EXERCISE INPUT:
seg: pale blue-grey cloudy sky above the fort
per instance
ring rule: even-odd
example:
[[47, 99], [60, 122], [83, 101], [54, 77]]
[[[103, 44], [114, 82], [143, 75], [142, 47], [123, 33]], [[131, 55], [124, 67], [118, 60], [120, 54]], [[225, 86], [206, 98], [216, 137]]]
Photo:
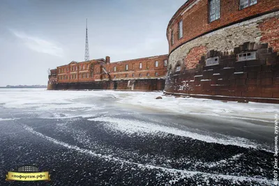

WHAT THE EXERCISE ASKS: If an entry contains a picture, omit it; restate everything else word for word.

TASK OUTPUT:
seg: pale blue-grey cloudy sky above the fort
per instance
ring rule: even-odd
example:
[[47, 99], [60, 122], [83, 101], [54, 77]]
[[[103, 44], [114, 82], [143, 75], [142, 47], [123, 33]], [[131, 55], [124, 67], [118, 60], [120, 54]], [[225, 86], [206, 98], [216, 137]]]
Photo:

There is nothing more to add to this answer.